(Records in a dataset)
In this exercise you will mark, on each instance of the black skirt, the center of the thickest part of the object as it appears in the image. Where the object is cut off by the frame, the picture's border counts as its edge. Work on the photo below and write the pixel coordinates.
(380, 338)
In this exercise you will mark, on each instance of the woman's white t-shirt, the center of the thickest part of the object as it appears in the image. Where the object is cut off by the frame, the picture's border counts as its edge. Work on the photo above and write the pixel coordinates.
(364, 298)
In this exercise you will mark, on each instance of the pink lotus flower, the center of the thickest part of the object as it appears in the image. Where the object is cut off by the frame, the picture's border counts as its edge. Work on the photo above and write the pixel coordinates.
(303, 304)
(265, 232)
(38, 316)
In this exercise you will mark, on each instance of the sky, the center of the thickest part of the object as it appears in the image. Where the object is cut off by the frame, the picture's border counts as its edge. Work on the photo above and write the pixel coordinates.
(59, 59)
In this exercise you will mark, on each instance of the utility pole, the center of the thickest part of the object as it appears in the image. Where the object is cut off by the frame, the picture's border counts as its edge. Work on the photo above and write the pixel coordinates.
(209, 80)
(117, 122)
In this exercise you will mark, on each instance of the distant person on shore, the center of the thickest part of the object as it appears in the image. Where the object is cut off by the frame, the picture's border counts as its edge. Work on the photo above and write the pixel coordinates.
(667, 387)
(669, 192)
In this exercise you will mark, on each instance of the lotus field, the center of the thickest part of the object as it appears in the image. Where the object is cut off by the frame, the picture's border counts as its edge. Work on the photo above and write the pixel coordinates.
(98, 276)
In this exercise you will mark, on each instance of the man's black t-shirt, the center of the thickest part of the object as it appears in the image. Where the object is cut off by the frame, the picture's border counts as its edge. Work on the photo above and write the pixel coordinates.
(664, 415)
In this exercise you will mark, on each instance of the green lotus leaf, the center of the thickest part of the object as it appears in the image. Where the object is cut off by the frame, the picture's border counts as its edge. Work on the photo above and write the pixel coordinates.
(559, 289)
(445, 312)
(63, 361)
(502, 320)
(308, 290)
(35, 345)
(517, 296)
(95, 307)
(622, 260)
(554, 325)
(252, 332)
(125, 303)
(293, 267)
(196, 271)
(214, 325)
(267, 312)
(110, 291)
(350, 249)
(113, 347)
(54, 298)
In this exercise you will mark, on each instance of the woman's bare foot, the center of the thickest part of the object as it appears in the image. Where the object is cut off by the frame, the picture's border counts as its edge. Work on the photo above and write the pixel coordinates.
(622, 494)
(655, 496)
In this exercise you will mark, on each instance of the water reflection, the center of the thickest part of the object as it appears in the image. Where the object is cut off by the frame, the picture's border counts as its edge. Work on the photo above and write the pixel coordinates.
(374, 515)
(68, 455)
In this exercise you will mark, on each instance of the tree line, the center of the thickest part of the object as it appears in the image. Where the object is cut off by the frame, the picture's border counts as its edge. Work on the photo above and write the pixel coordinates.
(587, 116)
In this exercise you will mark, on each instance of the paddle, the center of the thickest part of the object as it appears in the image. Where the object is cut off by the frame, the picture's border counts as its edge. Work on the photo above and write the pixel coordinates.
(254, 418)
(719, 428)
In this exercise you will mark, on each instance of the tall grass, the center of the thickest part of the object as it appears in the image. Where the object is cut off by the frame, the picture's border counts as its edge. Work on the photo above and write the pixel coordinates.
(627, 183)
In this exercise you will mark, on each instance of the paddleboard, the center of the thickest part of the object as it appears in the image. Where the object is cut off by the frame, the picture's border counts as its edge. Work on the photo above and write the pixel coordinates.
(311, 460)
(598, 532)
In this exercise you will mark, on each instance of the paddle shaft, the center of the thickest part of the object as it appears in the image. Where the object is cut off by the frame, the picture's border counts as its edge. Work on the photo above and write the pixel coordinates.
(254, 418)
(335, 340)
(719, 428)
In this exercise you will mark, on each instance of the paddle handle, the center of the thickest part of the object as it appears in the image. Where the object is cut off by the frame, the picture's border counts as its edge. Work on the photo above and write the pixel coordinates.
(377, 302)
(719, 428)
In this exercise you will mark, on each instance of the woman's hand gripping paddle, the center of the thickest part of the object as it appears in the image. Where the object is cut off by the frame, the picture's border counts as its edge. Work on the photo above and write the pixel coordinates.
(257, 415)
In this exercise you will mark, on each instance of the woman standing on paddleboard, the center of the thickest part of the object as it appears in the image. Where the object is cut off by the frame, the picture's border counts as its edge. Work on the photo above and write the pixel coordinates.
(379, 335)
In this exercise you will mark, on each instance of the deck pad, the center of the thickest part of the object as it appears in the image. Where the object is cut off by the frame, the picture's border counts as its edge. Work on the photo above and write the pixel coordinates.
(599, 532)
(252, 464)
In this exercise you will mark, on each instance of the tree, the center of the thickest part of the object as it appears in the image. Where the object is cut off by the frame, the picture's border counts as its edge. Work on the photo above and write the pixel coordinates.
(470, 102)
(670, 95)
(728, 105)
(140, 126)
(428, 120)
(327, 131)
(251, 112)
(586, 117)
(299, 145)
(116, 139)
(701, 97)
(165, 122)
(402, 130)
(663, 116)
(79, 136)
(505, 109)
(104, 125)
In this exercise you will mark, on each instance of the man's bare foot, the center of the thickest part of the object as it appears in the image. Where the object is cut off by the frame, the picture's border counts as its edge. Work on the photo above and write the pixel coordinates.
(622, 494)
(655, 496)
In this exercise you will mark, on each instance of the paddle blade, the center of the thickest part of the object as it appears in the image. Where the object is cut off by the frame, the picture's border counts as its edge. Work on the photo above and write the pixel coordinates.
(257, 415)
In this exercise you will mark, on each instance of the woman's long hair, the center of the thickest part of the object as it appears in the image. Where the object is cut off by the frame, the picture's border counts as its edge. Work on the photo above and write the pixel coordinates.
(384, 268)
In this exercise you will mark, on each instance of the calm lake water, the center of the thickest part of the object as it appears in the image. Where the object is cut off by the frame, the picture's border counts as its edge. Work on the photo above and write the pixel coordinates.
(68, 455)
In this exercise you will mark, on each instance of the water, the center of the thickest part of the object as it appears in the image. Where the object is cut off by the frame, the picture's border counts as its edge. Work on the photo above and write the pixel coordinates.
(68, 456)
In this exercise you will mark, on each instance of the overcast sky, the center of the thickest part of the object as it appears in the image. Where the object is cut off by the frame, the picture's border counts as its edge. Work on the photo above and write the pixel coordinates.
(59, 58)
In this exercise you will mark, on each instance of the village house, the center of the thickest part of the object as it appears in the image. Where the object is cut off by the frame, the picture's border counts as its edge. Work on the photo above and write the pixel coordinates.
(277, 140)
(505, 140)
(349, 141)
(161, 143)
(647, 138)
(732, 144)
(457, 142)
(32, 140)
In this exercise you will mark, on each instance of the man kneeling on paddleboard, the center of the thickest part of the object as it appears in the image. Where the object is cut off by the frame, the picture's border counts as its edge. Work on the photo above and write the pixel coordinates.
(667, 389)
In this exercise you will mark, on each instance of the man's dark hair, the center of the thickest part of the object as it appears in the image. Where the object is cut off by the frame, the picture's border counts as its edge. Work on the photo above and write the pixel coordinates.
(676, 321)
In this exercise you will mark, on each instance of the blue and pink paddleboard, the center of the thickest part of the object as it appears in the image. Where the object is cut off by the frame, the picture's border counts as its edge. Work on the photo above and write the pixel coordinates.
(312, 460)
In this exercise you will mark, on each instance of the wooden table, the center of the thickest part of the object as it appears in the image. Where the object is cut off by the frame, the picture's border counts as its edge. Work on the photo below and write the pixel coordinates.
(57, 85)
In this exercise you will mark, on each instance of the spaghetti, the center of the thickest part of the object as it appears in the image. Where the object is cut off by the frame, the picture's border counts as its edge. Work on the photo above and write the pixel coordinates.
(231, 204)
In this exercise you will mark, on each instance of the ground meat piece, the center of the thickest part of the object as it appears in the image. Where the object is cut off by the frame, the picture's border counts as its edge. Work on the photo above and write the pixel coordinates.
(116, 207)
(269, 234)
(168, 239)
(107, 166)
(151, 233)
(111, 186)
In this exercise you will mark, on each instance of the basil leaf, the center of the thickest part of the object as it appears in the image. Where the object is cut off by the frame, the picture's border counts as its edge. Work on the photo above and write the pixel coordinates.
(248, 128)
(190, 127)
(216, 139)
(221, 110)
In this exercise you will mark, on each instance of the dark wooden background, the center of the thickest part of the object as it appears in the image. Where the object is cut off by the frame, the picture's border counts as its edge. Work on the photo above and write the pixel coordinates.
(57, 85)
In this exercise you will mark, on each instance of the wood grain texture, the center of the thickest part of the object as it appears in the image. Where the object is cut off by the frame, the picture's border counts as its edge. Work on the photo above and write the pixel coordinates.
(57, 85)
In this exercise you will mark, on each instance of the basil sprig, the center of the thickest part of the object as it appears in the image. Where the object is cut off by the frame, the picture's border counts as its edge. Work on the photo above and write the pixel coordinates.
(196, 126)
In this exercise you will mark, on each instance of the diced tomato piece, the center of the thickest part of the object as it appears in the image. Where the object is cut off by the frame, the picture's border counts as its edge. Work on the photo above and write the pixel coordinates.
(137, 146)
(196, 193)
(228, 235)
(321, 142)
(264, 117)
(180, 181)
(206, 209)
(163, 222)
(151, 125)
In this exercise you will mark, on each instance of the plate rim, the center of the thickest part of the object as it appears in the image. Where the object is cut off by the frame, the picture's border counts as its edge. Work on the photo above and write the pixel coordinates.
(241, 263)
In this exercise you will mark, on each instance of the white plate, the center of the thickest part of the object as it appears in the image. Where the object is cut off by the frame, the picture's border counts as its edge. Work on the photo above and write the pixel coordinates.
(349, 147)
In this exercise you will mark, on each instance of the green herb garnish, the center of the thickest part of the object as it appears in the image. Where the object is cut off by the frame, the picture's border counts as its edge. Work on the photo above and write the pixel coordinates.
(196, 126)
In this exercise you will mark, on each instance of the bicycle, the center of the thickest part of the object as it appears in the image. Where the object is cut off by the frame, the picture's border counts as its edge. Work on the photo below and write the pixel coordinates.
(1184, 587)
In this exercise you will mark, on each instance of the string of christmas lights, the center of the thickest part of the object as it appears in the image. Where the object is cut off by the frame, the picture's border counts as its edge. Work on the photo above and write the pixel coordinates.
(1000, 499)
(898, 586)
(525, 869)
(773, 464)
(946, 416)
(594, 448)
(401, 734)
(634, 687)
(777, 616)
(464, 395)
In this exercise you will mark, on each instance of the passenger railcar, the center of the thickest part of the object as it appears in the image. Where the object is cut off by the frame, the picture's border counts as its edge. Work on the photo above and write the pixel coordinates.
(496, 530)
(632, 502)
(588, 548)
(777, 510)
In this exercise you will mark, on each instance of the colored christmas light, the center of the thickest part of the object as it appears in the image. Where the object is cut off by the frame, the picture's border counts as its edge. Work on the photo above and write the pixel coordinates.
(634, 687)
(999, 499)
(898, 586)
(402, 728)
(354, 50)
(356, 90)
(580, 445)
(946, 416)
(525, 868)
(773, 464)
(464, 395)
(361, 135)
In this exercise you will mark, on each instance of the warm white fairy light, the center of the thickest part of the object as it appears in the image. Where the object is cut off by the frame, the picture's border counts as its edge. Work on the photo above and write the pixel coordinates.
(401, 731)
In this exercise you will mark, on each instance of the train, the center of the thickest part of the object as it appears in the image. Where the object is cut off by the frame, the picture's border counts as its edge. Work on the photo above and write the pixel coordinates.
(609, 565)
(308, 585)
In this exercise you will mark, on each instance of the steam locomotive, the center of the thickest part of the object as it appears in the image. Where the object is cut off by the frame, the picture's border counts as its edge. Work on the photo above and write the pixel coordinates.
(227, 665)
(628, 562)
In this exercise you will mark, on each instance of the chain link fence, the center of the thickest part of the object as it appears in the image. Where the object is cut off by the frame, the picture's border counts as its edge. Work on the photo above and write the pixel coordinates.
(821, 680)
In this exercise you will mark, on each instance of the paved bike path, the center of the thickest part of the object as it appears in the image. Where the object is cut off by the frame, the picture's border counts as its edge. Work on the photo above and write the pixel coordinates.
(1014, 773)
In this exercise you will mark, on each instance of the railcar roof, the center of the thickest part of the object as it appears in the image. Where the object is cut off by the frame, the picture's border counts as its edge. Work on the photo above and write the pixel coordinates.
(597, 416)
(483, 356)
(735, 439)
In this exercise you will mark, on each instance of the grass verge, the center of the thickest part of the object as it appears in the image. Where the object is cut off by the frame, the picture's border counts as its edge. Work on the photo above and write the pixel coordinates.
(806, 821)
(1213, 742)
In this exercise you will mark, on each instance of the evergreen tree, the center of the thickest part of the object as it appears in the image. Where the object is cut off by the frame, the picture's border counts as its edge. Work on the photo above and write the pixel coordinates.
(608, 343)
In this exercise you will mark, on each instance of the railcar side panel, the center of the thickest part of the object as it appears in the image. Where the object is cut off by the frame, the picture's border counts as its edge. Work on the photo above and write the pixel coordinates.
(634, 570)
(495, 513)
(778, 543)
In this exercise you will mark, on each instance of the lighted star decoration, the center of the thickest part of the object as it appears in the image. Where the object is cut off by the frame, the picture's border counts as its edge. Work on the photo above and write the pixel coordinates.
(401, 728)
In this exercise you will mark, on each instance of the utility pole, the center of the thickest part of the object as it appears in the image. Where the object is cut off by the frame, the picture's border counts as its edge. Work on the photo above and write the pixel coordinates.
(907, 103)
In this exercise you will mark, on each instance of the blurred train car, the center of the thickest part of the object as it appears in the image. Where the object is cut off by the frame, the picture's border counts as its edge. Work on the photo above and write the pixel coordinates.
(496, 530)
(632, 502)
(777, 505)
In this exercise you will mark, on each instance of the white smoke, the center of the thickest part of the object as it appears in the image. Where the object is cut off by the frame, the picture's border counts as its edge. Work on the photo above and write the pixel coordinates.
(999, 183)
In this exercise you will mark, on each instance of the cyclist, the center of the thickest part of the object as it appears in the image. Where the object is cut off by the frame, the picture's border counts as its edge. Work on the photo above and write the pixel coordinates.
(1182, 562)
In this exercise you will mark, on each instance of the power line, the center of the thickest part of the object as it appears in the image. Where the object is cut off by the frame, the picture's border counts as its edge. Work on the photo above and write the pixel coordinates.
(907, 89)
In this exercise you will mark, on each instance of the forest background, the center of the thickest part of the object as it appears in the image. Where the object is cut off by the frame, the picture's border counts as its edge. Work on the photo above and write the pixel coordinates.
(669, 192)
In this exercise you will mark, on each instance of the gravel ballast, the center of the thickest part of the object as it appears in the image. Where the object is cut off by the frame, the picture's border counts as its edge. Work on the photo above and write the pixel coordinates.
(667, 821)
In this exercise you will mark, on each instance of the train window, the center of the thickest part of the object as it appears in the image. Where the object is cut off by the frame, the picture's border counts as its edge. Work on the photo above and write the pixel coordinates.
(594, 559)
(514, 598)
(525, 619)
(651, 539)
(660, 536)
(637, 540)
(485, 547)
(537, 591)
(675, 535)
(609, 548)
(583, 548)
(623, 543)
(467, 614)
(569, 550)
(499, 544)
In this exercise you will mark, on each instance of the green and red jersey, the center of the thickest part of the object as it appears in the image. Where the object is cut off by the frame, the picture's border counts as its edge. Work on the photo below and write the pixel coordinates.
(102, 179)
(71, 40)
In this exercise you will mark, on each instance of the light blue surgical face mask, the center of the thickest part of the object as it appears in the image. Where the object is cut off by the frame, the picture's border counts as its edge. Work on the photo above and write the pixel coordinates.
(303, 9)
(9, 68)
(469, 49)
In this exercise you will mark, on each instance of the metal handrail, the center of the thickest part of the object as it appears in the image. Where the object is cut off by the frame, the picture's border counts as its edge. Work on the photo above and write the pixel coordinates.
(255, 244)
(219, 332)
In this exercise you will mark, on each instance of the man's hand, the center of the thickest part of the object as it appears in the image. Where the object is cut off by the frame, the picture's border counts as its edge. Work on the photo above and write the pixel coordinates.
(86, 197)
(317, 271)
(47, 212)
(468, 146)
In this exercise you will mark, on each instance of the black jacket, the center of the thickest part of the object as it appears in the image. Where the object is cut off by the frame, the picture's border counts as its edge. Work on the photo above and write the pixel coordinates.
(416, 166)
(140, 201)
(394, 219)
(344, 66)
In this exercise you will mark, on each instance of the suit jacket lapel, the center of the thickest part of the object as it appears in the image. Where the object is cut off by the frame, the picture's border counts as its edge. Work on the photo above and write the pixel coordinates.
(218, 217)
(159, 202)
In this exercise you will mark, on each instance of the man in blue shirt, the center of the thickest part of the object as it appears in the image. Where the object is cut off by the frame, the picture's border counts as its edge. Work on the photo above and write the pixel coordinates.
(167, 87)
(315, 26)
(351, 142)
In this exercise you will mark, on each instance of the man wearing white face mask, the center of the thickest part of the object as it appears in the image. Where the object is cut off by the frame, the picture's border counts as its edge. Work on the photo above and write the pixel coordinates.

> **Task goal**: Can you write out, word for word, the data from the line containing "of the suit" through the last line of the data?

> **Output**:
In this exercise you will mark, on each instance of the suit jacket lapel, the center of the thickest part of the object as it appears in the image. Where the object is cut off by the frame, the picture's border counts as its edge. Work on the photo above and write the pixel coordinates.
(218, 217)
(159, 202)
In this exercise you will mark, on each instance of the man in blue shirt, the center of the thickest part of the object as it appears in the image. Where the object is cut off by the frame, the picture's border counts as its edge. Work on the photo above and write the pixel coordinates.
(167, 87)
(315, 26)
(351, 142)
In this exercise you will mark, on each instance of the man wearing white face mask, the center of the thickest part of the object as it appears in the image. Where the object is cut off by the frame, the picture's border counts as its edge. Work on the photo above and write the pixel coordinates.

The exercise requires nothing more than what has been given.